## Exercise details
Continue the Martha Cheung article below, starting right after its final sentence.

= Martha Cheung =

Chinese translator and scholar (1953–2013)

Martha Pui Yiu Cheung (張佩瑤; 1953–2013) was a researcher and scholar in Translation Studies, Chair Professor in Translation and Director of the Centre for Translation at Hong Kong Baptist University. She was best known for the first volume of her Anthology on Chinese Discourse on Translation, published in 2006. She was working on the second volume of the anthology at the time of her death. Cheung was also noted for her works in translation theory, literary translation, and translation history.

== Contributions ==
Professor Cheung was a leading scholar in the internationalisation of Translation Studies, drawing attention to the Eurocentric focus of the discipline and helping to raise the profile of Chinese translation theory. Her work on the special issue of The Translator helped provide non-European perspectives by focusing on Asian translation matters. She was interested in the role of comparative research in translation in her effort to describe Chinese translation concepts to non-Chinese readers. Cheung opted to explain foreign concepts in familiar terms in order to negate the differences between cultures and tradition.

The Hong Kong Academy of the Humanities awards the Martha Cheung Book Prize in Translation in her honour.

Natural-language object grounding data:

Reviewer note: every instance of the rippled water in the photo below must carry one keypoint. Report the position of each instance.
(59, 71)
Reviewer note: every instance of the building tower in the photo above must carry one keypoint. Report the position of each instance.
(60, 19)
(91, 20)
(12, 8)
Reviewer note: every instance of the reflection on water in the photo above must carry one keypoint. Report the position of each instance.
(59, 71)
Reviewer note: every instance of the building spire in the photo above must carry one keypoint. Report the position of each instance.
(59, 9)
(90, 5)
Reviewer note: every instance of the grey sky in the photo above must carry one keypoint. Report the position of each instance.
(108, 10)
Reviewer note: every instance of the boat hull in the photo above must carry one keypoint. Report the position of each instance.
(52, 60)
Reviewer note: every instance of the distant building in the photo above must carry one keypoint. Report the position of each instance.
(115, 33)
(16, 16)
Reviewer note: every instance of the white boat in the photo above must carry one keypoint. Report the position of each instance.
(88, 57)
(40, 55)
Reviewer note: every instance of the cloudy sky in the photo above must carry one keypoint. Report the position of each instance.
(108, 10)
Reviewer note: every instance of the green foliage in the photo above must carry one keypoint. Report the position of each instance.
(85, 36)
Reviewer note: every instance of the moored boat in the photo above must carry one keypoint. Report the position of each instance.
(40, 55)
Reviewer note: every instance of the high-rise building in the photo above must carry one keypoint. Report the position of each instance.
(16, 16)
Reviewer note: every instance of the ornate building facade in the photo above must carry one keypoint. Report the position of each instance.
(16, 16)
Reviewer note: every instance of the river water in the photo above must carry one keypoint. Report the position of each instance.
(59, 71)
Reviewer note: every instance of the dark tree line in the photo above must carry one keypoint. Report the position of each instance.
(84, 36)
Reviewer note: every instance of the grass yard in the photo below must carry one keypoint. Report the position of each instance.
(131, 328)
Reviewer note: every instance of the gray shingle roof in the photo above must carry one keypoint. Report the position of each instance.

## Response
==Scholarly works==
- (1997) 'Oxford Anthology of Contemporary Chinese Drama' Oxford: Oxford University Press
- (2005) ‘To Translate’ Means ‘To Exchange’? A New Interpretation of the Earliest Chinese Attempts to Define Translation (‘fanyi’). Target, vol. 17 issue 1, 27-48.
- (2006) An Anthology of Chinese Discourse on Translation. Volume 1: From Earliest Times to the Buddhist Project (edited), Manchester: St Jerome Publishing
- (2009) Chinese Discourses on Translation: Positions and Perspectives (edited). Special issue of The Translator, vol. 15, issue 2
- (2009) Representation, Intervention and Mediation: A Translation Anthologist’s Reflections on the Complexities of Translating China. Translating China. Eds. Luo Xuanmin and He Yuanjian. Bristol: Multilingual Matters, 171-188.
- (2010) Rethinking Activism: The Power and Dynamics of Translation in China during the Late Qing Period (1840-1911), Text and Context: Essays on Translation and Interpreting in Honour of Ian Mason. Eds Baker, Mona, Maeve Olohan and María Calzada Pérez. Manchester: St. Jerome, 237-258.
- (2011) The (un)importance of flagging Chineseness, Translation Studies, vol. 4, issue 1, 41-57
- (2011) Reconceptualizing Translation – Some Chinese Endeavours, :META: Journal des traducteurs vol. 56, issue 1, 1-19.
- (2012) The mediated nature of knowledge and the pushing-hands approach to research on translation history, Translation Studies, vol. 5, issue 2, 156-171

==Translations==
- 1992: Han Shaogong, Homecoming? And Other Stories, 1992
- 1993: Liu Sola, Blue Sky Green Sea and Other Stories, 1993
- 1997: Leung Ping-kwan, Foodscape, 1997
- 1997: An Oxford Anthology of Contemporary Chinese Drama, co-editor and co-translator with Jane C.C. Lai.
- 1997: 100 Excerpts from Zen Buddhist Texts, co-translator with Jane C.C. Lai
- 1998: Oxford Children's Encyclopedia (9 volumes, 2082 entries), Editor-in-Chief (Chinese translation)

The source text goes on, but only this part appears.